## BRIEF A
State how many lines of the entries below contain the string "gray". Give only the number.

## DOCUMENT TEXT
-------

Costco has demonstrated incredible resilience. However, investors appear to have excessive expectations even for this impressive business.
For Costco to justify the current stock price, it would need to almost double its current returns within five years. While Costco has proven its profitability, this seems like a tall ask.
Without Uniform Accounting, investors would misunderstand a high-return company with an incredibly sticky customer base and recurring revenue for one with stagnant profitability. However, they also would have no way to approach understanding why investors are so excited about this company, even if they may be too excited.
Costco Wholesale Corporation Embedded Expectations Analysis – Market expectations are for material Uniform ROA expansion, but management may be concerned about sales, margins, and their food courts
COST currently trades at historical highs relative to Uniform earnings, with a 36.1x Uniform P/E (Fwd V/E’). At these levels, the market is pricing in expectations for Uniform ROA to expand from 14% in 2019 to a high of 23% in 2024, accompanied by 4% Uniform asset growth going forward.

-------

## RECORDED INFORMATION
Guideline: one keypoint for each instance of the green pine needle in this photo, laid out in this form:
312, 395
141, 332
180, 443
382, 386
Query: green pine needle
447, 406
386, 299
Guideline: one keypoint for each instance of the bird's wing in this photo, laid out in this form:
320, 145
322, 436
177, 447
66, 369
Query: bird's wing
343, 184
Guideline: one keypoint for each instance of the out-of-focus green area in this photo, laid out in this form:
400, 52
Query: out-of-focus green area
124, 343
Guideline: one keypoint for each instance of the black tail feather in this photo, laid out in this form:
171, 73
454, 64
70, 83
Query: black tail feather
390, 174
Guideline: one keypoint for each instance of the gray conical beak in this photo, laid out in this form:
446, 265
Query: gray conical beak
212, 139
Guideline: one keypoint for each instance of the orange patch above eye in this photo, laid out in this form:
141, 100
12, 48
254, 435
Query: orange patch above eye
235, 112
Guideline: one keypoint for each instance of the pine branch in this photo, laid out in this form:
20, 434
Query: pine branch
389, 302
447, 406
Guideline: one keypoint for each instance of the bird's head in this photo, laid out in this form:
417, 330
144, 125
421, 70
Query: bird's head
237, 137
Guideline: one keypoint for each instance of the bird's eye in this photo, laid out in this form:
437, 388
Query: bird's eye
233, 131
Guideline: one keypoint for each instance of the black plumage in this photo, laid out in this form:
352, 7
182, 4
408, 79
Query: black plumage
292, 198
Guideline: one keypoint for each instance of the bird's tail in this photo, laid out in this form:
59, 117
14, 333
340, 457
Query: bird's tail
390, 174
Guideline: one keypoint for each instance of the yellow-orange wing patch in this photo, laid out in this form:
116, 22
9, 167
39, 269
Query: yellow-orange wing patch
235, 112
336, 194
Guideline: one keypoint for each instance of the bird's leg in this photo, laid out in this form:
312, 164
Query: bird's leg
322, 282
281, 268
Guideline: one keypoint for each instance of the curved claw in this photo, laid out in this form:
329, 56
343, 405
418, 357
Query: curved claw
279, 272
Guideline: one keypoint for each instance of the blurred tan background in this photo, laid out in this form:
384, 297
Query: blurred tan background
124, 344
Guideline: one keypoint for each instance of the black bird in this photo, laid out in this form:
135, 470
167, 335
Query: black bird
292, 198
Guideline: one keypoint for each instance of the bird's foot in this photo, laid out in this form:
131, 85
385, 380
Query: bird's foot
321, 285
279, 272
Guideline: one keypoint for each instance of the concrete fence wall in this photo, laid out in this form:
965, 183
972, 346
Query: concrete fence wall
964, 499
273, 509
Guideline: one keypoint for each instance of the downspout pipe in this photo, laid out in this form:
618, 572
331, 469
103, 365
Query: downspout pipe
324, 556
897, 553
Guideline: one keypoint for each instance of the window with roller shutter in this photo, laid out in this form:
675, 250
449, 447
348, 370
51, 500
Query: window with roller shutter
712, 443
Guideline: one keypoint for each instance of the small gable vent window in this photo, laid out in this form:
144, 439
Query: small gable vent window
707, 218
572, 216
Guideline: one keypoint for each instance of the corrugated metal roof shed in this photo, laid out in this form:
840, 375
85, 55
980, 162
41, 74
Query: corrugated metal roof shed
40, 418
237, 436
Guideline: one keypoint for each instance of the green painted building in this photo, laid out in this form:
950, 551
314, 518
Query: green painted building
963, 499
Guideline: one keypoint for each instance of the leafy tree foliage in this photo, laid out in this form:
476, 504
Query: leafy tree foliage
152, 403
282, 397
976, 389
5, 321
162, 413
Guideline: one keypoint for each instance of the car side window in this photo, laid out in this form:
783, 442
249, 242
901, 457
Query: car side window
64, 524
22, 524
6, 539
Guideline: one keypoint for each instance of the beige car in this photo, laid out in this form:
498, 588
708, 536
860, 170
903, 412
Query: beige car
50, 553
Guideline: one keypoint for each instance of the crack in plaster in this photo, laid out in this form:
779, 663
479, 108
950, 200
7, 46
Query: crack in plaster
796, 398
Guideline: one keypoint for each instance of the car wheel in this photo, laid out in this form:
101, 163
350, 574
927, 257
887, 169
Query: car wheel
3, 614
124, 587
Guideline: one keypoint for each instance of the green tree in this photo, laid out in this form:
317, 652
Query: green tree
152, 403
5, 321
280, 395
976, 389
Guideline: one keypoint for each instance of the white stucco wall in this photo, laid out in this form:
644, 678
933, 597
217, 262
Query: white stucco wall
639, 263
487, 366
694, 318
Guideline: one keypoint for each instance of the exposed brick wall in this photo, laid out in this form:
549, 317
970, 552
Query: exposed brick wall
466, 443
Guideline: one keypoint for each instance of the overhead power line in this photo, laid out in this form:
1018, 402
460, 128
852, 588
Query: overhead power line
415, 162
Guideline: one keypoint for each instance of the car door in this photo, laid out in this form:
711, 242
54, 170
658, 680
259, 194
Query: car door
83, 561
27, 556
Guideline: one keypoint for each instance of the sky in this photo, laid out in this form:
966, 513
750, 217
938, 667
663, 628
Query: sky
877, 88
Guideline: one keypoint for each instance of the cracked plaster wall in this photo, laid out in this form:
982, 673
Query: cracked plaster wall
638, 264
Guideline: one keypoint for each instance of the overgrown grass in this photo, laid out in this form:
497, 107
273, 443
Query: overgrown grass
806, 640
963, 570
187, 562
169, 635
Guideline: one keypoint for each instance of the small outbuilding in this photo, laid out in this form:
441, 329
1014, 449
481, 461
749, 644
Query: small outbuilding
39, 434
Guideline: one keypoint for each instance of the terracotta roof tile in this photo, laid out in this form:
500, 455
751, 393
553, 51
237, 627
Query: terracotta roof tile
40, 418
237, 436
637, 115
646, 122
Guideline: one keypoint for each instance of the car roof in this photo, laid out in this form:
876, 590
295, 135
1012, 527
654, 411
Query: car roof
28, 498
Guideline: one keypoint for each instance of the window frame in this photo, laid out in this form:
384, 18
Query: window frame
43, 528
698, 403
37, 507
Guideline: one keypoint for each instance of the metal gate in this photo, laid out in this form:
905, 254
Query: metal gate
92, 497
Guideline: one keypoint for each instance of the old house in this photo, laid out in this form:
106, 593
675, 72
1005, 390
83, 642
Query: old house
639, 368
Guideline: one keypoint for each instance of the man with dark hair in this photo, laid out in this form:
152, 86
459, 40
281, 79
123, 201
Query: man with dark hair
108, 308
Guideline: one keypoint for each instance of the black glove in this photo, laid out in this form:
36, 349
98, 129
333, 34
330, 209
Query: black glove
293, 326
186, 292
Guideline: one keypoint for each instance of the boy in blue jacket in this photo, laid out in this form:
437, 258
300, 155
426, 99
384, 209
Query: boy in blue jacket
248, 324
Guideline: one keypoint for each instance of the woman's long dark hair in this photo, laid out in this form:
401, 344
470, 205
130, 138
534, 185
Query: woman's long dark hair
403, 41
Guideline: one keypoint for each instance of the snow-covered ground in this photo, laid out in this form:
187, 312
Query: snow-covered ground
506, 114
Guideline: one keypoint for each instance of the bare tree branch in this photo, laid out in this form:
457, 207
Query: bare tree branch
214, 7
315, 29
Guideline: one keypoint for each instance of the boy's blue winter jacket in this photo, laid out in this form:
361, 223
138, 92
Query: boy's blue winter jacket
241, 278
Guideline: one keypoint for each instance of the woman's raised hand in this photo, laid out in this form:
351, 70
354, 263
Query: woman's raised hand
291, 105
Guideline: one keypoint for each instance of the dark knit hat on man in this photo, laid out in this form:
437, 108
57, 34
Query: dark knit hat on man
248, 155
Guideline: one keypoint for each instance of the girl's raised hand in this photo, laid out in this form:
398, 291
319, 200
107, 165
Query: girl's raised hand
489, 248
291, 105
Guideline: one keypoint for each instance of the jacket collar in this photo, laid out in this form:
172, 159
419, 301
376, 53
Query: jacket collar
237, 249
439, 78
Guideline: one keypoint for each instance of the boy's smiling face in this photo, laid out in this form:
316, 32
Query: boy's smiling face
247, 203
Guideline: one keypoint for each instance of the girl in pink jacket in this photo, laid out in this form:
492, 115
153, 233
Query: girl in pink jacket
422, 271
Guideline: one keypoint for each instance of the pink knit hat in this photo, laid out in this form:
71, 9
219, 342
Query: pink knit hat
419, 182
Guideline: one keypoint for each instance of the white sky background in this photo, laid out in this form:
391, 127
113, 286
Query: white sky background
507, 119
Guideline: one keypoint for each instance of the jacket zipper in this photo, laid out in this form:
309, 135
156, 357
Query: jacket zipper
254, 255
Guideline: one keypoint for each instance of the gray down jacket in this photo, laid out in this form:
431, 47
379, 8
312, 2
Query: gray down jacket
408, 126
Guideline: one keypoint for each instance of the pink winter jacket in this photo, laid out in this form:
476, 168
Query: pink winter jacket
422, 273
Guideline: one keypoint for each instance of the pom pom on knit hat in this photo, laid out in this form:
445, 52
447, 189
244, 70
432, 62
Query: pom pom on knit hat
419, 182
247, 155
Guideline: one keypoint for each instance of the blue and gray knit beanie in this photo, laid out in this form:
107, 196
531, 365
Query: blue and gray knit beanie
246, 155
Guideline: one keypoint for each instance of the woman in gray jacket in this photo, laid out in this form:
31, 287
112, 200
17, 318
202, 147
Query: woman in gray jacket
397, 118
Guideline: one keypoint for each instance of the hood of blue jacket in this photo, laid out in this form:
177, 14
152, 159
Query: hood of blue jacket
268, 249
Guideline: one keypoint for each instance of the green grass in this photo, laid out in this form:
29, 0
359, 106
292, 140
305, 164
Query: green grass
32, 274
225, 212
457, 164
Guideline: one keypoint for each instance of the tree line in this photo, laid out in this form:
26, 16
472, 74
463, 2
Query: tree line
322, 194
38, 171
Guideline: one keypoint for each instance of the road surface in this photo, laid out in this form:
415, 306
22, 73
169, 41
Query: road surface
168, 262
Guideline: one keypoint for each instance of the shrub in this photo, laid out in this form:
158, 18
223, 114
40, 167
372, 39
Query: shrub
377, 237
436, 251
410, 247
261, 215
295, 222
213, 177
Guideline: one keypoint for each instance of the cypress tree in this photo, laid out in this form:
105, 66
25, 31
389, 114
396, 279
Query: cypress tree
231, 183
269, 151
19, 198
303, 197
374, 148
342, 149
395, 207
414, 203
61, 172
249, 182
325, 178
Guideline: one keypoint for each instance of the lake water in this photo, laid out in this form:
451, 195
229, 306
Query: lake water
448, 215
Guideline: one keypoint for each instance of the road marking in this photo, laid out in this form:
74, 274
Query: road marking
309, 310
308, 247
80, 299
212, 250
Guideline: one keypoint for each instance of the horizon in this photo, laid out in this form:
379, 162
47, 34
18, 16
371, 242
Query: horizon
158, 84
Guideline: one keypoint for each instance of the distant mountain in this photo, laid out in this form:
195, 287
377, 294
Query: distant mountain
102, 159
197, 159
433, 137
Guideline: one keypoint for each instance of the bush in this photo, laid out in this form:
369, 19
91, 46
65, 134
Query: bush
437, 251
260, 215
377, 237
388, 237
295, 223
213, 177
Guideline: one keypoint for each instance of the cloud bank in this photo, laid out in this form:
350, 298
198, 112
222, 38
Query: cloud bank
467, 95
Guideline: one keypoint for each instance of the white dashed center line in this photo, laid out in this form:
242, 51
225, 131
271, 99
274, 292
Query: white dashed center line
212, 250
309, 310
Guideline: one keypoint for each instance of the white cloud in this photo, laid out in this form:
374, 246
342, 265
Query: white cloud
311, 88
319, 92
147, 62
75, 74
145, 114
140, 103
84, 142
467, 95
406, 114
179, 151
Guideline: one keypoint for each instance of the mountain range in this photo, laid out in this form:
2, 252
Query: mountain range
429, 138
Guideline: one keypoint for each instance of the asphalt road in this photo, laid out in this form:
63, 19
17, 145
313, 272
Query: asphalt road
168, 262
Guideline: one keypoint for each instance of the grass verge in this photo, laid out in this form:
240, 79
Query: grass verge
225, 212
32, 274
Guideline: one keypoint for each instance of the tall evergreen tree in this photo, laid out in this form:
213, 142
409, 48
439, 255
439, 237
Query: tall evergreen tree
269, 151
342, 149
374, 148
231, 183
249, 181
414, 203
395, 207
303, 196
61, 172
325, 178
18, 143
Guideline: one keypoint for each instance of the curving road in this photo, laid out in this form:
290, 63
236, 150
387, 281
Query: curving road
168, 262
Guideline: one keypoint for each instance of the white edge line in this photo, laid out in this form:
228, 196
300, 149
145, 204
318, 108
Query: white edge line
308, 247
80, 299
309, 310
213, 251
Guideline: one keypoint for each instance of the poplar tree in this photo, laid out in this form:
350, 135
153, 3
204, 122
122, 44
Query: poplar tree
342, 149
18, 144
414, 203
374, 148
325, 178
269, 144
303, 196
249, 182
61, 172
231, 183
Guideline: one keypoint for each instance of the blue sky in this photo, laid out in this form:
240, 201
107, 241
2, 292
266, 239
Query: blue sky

-------

## BRIEF B
Reproduce the Costco valuation passage above word for word, in full.

## RESULT A
8

## RESULT B
Costco has demonstrated incredible resilience. However, investors appear to have excessive expectations even for this impressive business.
For Costco to justify the current stock price, it would need to almost double its current returns within five years. While Costco has proven its profitability, this seems like a tall ask.
Without Uniform Accounting, investors would misunderstand a high-return company with an incredibly sticky customer base and recurring revenue for one with stagnant profitability. However, they also would have no way to approach understanding why investors are so excited about this company, even if they may be too excited.
Costco Wholesale Corporation Embedded Expectations Analysis – Market expectations are for material Uniform ROA expansion, but management may be concerned about sales, margins, and their food courts
COST currently trades at historical highs relative to Uniform earnings, with a 36.1x Uniform P/E (Fwd V/E’). At these levels, the market is pricing in expectations for Uniform ROA to expand from 14% in 2019 to a high of 23% in 2024, accompanied by 4% Uniform asset growth going forward.